Problem statement
Format the data below as a numbered list with one line per item, dropping blank lines and excluding the pictures.

[Entries for pointing and labeling]
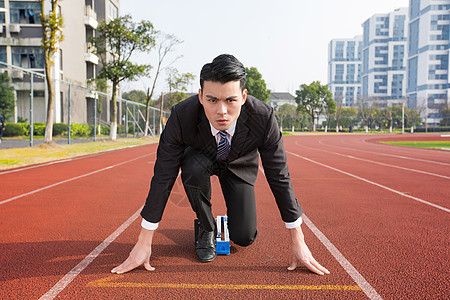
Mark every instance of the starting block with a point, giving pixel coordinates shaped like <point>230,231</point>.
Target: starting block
<point>223,237</point>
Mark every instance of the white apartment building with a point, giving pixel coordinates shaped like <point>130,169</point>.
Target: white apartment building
<point>428,57</point>
<point>277,99</point>
<point>20,41</point>
<point>344,70</point>
<point>384,57</point>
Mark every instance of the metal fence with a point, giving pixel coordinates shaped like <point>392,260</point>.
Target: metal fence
<point>79,112</point>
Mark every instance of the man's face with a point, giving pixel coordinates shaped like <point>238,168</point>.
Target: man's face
<point>222,102</point>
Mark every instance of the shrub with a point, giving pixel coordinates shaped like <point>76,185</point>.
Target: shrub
<point>80,130</point>
<point>12,129</point>
<point>39,129</point>
<point>60,129</point>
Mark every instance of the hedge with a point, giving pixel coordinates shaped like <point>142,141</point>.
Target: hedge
<point>81,130</point>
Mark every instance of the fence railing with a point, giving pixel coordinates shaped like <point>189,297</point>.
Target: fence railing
<point>86,111</point>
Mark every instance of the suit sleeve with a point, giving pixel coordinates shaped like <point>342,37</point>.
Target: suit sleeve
<point>168,160</point>
<point>274,160</point>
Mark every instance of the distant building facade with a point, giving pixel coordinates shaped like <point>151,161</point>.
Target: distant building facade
<point>384,57</point>
<point>344,70</point>
<point>428,57</point>
<point>277,99</point>
<point>20,41</point>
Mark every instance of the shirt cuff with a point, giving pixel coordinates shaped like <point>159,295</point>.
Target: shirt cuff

Answer to this task
1. Mark every instance of the starting block with a point, giving pixel coordinates shaped like <point>230,231</point>.
2. Target: starting block
3. <point>223,237</point>
4. Mark every instance of the white apartment building with a point, giving pixel coordinates shaped like <point>130,169</point>.
5. Target: white apartment building
6. <point>428,57</point>
7. <point>277,99</point>
8. <point>20,41</point>
9. <point>344,70</point>
10. <point>384,57</point>
11. Mark every instance of the metal fence with a point, giving pixel coordinates shaped like <point>392,260</point>.
12. Target: metal fence
13. <point>79,112</point>
14. Mark every instance of the man's face with a point, giving pixel coordinates shaped like <point>238,168</point>.
15. Target: man's face
16. <point>222,102</point>
17. Mark every instance of the shrub with a point, giving pixel coordinates shaped like <point>76,185</point>.
18. Target: shrub
19. <point>80,130</point>
20. <point>12,129</point>
21. <point>39,129</point>
22. <point>60,129</point>
23. Mark every instance of the hedge with a point, giving pixel coordinates shaped like <point>142,141</point>.
24. Target: hedge
25. <point>81,130</point>
26. Mark every instance of the fence railing with a point, giving pixel coordinates shaped like <point>189,297</point>.
27. Target: fence railing
28. <point>86,111</point>
29. Mark every instance of the suit sleeve with a point, giving pixel coordinates shaped like <point>342,37</point>.
30. Target: suit sleeve
31. <point>168,160</point>
32. <point>274,160</point>
33. Mark every instance of the distant building facade with a point, giving pixel coordinates shaped like <point>151,161</point>.
34. Target: distant building facade
35. <point>384,57</point>
36. <point>344,70</point>
37. <point>428,57</point>
38. <point>277,99</point>
39. <point>20,41</point>
40. Mark every instance of the shirt cuff with a point, giving pixel coordinates shaped like <point>159,295</point>.
41. Target: shirt cuff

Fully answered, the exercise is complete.